Provided entries:
——
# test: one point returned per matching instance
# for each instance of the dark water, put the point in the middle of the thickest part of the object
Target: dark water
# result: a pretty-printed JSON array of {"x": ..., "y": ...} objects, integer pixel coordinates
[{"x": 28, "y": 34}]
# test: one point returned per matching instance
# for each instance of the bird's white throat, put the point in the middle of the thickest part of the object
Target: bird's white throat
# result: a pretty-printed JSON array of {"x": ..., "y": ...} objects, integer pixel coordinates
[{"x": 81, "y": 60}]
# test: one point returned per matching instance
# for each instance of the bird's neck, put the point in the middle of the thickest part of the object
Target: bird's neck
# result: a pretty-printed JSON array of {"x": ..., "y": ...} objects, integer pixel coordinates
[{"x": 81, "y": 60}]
——
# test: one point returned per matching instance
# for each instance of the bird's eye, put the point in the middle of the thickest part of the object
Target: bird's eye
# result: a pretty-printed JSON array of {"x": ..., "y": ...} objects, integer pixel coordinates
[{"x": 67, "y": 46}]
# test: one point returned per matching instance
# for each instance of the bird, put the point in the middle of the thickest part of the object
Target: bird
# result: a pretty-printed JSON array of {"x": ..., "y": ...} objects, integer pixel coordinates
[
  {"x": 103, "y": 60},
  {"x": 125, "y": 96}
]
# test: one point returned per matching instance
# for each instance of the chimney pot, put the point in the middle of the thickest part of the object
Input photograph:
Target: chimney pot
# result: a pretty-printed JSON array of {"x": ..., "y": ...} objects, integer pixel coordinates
——
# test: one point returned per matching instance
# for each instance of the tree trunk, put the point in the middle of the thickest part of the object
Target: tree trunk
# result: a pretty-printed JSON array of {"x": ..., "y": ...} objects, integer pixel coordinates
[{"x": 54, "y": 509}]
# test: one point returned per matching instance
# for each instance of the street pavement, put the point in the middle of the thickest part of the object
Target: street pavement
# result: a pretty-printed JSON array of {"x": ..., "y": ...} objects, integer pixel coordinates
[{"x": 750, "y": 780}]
——
Set problem: Determine how many lines of the records above contain the string "pavement". State the number alone.

Answer to this task: 2